Stored data entries:
* * *
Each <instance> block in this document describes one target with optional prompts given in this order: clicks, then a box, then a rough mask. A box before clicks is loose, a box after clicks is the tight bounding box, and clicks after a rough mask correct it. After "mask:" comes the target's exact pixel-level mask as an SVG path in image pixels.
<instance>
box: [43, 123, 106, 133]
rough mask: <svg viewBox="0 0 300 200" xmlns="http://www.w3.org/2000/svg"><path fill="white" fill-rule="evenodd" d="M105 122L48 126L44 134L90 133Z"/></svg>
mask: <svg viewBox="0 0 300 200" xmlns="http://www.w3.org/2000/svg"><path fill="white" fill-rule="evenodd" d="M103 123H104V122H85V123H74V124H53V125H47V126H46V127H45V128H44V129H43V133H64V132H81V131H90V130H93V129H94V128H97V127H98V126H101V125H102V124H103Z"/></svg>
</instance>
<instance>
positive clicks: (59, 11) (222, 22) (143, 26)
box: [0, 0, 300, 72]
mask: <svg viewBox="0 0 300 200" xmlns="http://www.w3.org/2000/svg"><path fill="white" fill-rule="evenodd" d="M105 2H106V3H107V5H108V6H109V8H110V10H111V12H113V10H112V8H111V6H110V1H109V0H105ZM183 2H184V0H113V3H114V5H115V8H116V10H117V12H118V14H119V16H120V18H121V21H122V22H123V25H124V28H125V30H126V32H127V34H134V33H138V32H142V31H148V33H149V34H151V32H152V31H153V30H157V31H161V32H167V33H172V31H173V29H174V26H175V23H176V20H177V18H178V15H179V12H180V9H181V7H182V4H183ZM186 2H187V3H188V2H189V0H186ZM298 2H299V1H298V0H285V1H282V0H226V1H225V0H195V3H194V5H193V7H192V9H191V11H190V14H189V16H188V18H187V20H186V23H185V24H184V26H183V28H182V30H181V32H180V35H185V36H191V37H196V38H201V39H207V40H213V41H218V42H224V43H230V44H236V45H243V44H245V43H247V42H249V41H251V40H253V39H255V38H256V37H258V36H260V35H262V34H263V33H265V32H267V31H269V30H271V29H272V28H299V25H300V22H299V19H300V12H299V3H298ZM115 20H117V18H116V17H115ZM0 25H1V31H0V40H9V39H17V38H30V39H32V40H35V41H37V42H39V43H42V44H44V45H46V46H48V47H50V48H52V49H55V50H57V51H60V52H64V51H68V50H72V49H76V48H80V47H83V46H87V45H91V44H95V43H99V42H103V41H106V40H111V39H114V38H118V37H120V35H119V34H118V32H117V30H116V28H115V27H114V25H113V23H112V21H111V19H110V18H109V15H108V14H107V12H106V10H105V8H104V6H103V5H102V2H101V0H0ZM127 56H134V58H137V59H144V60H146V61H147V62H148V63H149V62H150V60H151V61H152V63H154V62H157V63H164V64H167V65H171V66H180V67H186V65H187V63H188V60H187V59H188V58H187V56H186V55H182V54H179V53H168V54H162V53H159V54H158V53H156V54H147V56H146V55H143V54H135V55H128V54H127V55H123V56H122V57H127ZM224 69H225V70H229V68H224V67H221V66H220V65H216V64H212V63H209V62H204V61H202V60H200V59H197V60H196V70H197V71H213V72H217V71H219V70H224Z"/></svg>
* * *
Filter the entries above down to the lines that hold the word "instance", and copy those lines.

Each <instance> block in this document describes one target with optional prompts given in this order: clicks, then a box, then a rough mask. A box before clicks is loose, a box after clicks is the tight bounding box, and clicks after a rough mask correct it. After "mask:" comes the target's exact pixel-level mask as an SVG path in image pixels.
<instance>
</instance>
<instance>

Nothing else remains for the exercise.